INSTRUCCIONES DE TRABAJO
A. Reproduce literalmente el fragmento del texto sobre la inseguridad ciudadana que va desde "Con todo, una" hasta "no cambia rápidamente.", ambos incluidos.
B. Prosigue el texto sobre la inseguridad ciudadana a partir de su última oración.

TEXTO DE LECTURA
Son dos, en mi parecer, las razones principales que explican
este despropósito. En primer lugar, el problema de la inseguridad
ciudadana se construye -a causa de la falta de compromiso económico
y social por parte del Estado [Wacquant, 2006]- arrancando una parte específica de
las preocupaciones por la seguridad (la inseguridad
ciudadana -que se materializa en la esfera local) del resto
(la inseguridad social -la cual se genera a escala global).
En segundo lugar, la formulación del problema de la inseguridad
ciudadana se sustenta en la confusión, en buena parte interesada,
entre la dimensión objetiva (la probabilidad de ser víctima
de una agresión personal) y la dimensión subjetiva (el temor
difuso a la delincuencia); de manera que, casi sin necesidad
de distinguir entre el riesgo real y el percibido -que, a pesar
de sus evidentes interconexiones, aparecen claramente diferenciados-,
las demandas de seguridad (la solicitud, por parte de los ciudadanos,
de servicios de protección sean públicos o privados) apoyan
en un temor difuso a la delincuencia que, a pesar de contener
el riesgo real de ser víctima de una agresión, adquiere vida
propia al margen de la evolución real de los índices de delincuencia.
Entre
el riesgo y el temor
Es decir, sin un incremento real de la actividad delictiva,
la percepción de inseguridad no parece aumentar significativamente.
Con todo, una vez que la victimización incrementa la sensación
de inseguridad, ésta adquiere una dinámica autónoma y diferenciada
en que pueden intervenir muchos más elementos, que, únicamente,
la expansión real de la delincuencia. De manera que, una correcta
comprensión del fenómeno de la inseguridad ciudadana requiere
tener bien presente que,
«una vez consolidada, esta visión del mundo no cambia rápidamente.
No es afectada por los cambios que se dan año tras año en las
tasas del delito, aunque éstos impliquen reducciones en las
tasas reales de victimización delictiva. Eso explica la aparente
ausencia de una relación entre las tendencias del delito y el
sentimiento de temor al delito. Nuestras actitudes ante el delito
-nuestros miedos y resentimientos,
pero también nuestras narrativas y formas de comprensión típicas
del sentido común- se vuelven hechos culturales que se sostienen
y son reproducidos por guiones culturales y no por la investigación
criminológica o los datos empíricos oficiales» [Garland, 2005].
No
es extraño, pues, que los que más experimentan esta sensación
de inseguridad ciudadana
no sean, necesariamente, aquellos sectores sociales que se encuentran
más directamente expuestos al riesgo real a la agresión personal,
sino aquéllos que no disponen ni de los recursos ni de la esperanza
de vida requeridos para adaptarse a los vertiginosos cambios
económicos, sociales y culturales que sacuden la denominada
era de la globalización. Así se explica que en la configuración
de este sentimiento de inseguridad aparezcan mezclados, con
el miedo difuso de la delincuencia, otros temores (propios,
en definitiva, de la inseguridad social global) que nada tienen
a ver con el riesgo real para la seguridad personal.

DATOS MOSTRADOS
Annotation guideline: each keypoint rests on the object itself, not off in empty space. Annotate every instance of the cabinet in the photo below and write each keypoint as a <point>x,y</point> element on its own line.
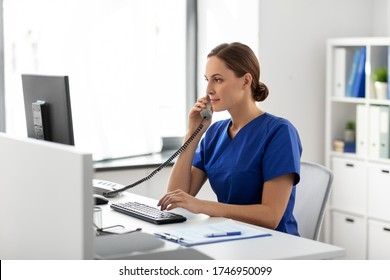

RESPUESTAS DEL EJERCICIO
A.
Con todo, una vez que la victimización incrementa la sensación
de inseguridad, ésta adquiere una dinámica autónoma y diferenciada
en que pueden intervenir muchos más elementos, que, únicamente,
la expansión real de la delincuencia. De manera que, una correcta
comprensión del fenómeno de la inseguridad ciudadana requiere
tener bien presente que,
«una vez consolidada, esta visión del mundo no cambia rápidamente.

B.
En cualquier caso, la persistencia de este clima de incertidumbre
asociado a la existencia de unos altos niveles de delincuencia,
parece reflejar -en los ojos de los ciudadanos- ya sea una falta
de voluntad de afrontar el problema o, peor, quizás una incapacidad
para hacerlo. De manera que la extensión de los signos de desorden
social lleva a los individuos a sentir
en riesgo (real o percibido) en el territorio donde viven y,
incluso, a tomar medidas particulares con el fin de protegerlo.
Llegados a este punto, parece operar un doble mecanismo de adaptación:
por una parte, los sectores sociales
que disponen de recursos para hacerlo abandonan los lugares
que amenazan de entrar en la espiral del desorden social y el
declive urbano [Skogan, 1992]; por
la otra, entre los sectores que no disponen de esta capacidad,
el crecimiento del sentimiento de inseguridad alimenta no sólo
las quejas sino también las actitudes y las reacciones punitivas.
A pesar de esto,
la demanda de seguridad constituye una cuestión social que no puede, finalmente, ser reducida a la simple agregación de experiencias
individuales o grupales y que, por lo tanto, requiere una respuesta
política -en el contexto de una gestión integrada de la ciudad
y de sus disfunciones- que sea capaz de trascender las respuestas
meramente técnicas y represivas [Chalom
i Léonard, 2001].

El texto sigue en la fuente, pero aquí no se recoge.